» **BRANO FORNITO**
:::::
La sensazione che prevale, quando rientro a casa dopo certe esperienze, è di essere stata via per settimane o forse mesi. Penso questo mentre gli occhi si abituano al buio che pian piano prende il posto della luce e dal sentiero che scende dal Diavolezza intravedo la macchina in lontananza: finalmente, quasi quasi ora posso davvero lasciarmi svenire dalla fatica, mollare finalmente il colpo, disattivarmi. Ce l’ho fatta, questa volta ha funzionato, era un po’ che non succedeva.
Le premesse: lunedì sera mi trovo con Ale in Cornarossa, una falesia che trovo molto dura, tant’è che mi regala una secchiata di autostima riuscendo ad appendermi sul tiro di scaldo! Martedì sera decido di andare a fare due passi con la frontale e insieme a Edo salgo da Erna sul Resegone. E sono 1.300 mt. di dislivello. Mercoledì siamo organizzati per fare un volo in parapendio al tramonto e subito dopo mi ritrovo in macchina con Ange diretti verso la Val Masino, ci ritroveremo giovedì mattina a salire in Gianetti per fare Polident al Dente della Vecchia, sul sentiero di ritorno ho già un embrione dei giorni successivi in testa e sentire le gambe pesanti mi fa un po’ preoccupare, ma quasi non ci penso su. Mi lavo nel fiume gelido, mi cambio, guido per due ore in autostrada e vado ad una cena come se la giornata fosse stata normale. E sono 2.700 mt. di dislivello e una via. Torno a casa e venerdì sera mi ritrovo, come dèjà vu, di nuovo a parcheggiare a San Martino: con Claudio avevamo rimandato una salita in Allievi la scorsa settimana causa maltempo e non ci sono scuse, saliamo con la frontale ed un vento patagonico in Allievi e ci concediamo la notte al rifugio, unico lusso razionale che avrò in questi giorni di follia. E sono 3.200 metri di dislivello e una via. Al mattino ci ritroviamo all’attacco della Gervasutti alla Punta Allievi con una temperatura di 5 gradi, direi l’ideale per una gran ragliata, cosa che succederà dato che scaleremo col piumino e ci perderemo in via, ma di tutte queste esperienze parlerò in un secondo momento. Perché queste sono solo le premesse della follia. Scendiamo dall’Allievi sabato quasi verso sera, ci concediamo una birra al Bar Monica, nemmeno il tempo di rilassarci e siamo già di nuovo in macchina in direzione Pontresina.
:::::
» **ELENCO DATI**
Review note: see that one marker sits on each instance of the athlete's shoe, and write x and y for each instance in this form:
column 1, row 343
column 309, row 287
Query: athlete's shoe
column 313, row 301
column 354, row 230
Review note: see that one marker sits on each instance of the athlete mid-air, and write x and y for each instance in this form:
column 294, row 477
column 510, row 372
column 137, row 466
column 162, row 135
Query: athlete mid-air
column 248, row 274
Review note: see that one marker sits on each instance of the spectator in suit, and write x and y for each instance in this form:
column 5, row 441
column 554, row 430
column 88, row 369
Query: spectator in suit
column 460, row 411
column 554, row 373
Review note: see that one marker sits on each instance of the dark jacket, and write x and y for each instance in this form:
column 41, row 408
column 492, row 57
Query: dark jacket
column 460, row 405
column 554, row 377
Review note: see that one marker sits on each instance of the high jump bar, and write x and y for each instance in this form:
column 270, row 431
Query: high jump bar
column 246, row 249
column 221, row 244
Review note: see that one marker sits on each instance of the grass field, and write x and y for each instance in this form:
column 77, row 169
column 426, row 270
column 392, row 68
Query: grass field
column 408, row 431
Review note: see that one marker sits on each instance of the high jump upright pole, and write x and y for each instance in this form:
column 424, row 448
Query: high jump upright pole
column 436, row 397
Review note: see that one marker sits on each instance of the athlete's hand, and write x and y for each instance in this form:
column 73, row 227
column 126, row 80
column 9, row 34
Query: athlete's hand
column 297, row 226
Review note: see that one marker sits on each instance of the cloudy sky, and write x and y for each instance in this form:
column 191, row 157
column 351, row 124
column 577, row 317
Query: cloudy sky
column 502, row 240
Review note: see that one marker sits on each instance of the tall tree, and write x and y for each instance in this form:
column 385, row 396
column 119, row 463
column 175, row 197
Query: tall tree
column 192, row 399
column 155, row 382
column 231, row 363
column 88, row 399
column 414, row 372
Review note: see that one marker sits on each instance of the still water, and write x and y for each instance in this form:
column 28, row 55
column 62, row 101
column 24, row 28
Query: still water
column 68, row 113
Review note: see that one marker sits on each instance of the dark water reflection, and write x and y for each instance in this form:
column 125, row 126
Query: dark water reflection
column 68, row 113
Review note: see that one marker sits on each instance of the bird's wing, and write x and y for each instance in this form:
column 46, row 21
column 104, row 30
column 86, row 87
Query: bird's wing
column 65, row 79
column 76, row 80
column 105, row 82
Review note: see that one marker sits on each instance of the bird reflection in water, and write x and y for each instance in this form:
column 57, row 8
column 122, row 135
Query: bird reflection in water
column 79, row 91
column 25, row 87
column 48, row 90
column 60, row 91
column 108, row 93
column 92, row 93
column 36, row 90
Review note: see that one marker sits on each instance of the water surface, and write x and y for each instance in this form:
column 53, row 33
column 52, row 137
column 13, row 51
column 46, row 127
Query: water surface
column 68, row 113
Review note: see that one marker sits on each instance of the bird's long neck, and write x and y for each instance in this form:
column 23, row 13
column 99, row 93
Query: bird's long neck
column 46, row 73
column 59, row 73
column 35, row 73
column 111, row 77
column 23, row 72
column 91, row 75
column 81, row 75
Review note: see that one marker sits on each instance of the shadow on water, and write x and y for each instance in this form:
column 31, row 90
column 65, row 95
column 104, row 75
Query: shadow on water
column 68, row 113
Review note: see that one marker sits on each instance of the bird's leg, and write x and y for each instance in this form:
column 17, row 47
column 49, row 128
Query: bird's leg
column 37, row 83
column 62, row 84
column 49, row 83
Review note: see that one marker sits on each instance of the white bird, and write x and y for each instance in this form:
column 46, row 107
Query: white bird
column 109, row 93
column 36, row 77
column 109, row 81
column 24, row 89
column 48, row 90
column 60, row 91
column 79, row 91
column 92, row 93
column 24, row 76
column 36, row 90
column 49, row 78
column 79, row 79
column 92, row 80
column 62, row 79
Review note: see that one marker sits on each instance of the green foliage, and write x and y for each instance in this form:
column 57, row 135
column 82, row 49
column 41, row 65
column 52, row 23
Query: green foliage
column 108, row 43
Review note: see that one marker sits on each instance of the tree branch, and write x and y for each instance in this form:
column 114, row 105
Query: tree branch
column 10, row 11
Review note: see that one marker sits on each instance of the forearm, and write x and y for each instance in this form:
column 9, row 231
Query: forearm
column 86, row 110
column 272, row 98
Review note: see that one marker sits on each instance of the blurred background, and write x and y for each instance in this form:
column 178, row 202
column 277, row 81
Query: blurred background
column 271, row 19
:::::
Prolunga il racconto delle giornate di arrampicata, riprendendolo dopo l'ultima frase del brano.

» **RISPOSTA ATTESA**
Alle 20 parcheggiamo alla funivia del Diavolezza.
Alle 22 raggiungiamo Edo, Ale ed Ermes che erano saliti in funivia e ai quali, ad onor del vero, avevamo già lasciato il nostro materiale da ghiaccio e da bivacco. Comunque il sentiero a salire, anche con lo zaino leggero, ci stronca dopo pochissimi metri, arriveremo alle tende con un deficit calorico esagerato. Ci faranno trovare le tende già montate e un ottimo risotto liofilizzato che non masticheremo nemmeno! E sono 4.100 metri di dislivello e due vie.
Al mattino mi alzo con la consapevolezza di affrontare ogni singolo metro che mi aspetta come una storia a sè. Sul sentiero che va verso la morena del ghiacciaio sono un po’ lenta, ma decido di dosare bene le energie che sento di avere ancora: oggi punto alla resistenza a lungo termine. Sulla morena mi lego con Claudio mentre gli altri tre faranno cordata tra di loro. Quando il sole illumina i tre speroni mi pervade un senso a metà tra lo stupore e la paura. “Testa lucida” mi ripeto, mentre camminiamo sul ghiacciaio verso l’attacco. E la testa deve davvero essere lucida, il terreno di gioco oggi non è semplice in nessuno dei suoi aspetti, i crepacci dell’avvicinamento mi danno già la tara della giornata! Quando finalmente ci ritroviamo all’attacco quasi mi sento sollevata di toccare nuovamente la roccia! E sono 4.700 metri di dislivello e due vie. Li sento tutti, ma decido di mettere quella sensazione in un angolo, ci sarà tempo per l’acido lattico domani, non ora!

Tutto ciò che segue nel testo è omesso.